June 19, 2018 5:28Ultimo aggiornamento: 2018/06/19 10:30.
La Tesla del marito dell’attrice Mary McCormack ha preso fuoco senza motivo evidente il 16 giugno scorso (tweet; video) e la vicenda ha subito fatto il giro del mondo nei media (The Guardian; BBC; Repubblica; e tanti altri). Non si è fatto male nessuno e l’incendio è stato spento, ma fa niente, il titolone è assicurato.
Avete notato che si parla di incendi di auto elettriche solo quando ci sono di mezzo le Tesla? Eppure tutte le auto elettriche possono prendere fuoco. Vorrei cogliere l’occasione per smontare questa credenza molto diffusa, secondo la quale le auto elettriche non possono incendiarsi perché non contengono carburante. In realtà possono prendere fuoco anche loro, anche se meno frequentemente, a quanto risulta dai dati.
================================
Istruzioni:
a) Stabilisci se ciascuna affermazione concorda con il brano sugli incendi delle auto elettriche, rispondendo sì o no e citando le parole decisive del brano: (i) nell'incendio del 16 giugno qualcuno è rimasto ferito; (ii) anche le auto elettriche possono prendere fuoco; (iii) secondo i dati, le auto elettriche si incendiano più spesso delle altre.
b) Trascrivi senza modifiche un passo del brano sugli incendi delle auto elettriche, partendo dalle parole "June 19, 2018" e fermandoti dopo le parole "risulta dai dati.".

Dati registrati:
================================
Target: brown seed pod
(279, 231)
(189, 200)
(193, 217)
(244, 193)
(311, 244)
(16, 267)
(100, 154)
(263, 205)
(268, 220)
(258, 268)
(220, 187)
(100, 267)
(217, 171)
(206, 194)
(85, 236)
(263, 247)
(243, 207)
================================
Soluzioni degli esercizi:
a)
(i) No: «Non si è fatto male nessuno».
(ii) Sì: «Eppure tutte le auto elettriche possono prendere fuoco».
(iii) No: «anche se meno frequentemente, a quanto risulta dai dati».

b)
June 19, 2018 5:28Ultimo aggiornamento: 2018/06/19 10:30.
La Tesla del marito dell’attrice Mary McCormack ha preso fuoco senza motivo evidente il 16 giugno scorso (tweet; video) e la vicenda ha subito fatto il giro del mondo nei media (The Guardian; BBC; Repubblica; e tanti altri). Non si è fatto male nessuno e l’incendio è stato spento, ma fa niente, il titolone è assicurato.
Avete notato che si parla di incendi di auto elettriche solo quando ci sono di mezzo le Tesla? Eppure tutte le auto elettriche possono prendere fuoco. Vorrei cogliere l’occasione per smontare questa credenza molto diffusa, secondo la quale le auto elettriche non possono incendiarsi perché non contengono carburante. In realtà possono prendere fuoco anche loro, anche se meno frequentemente, a quanto risulta dai dati.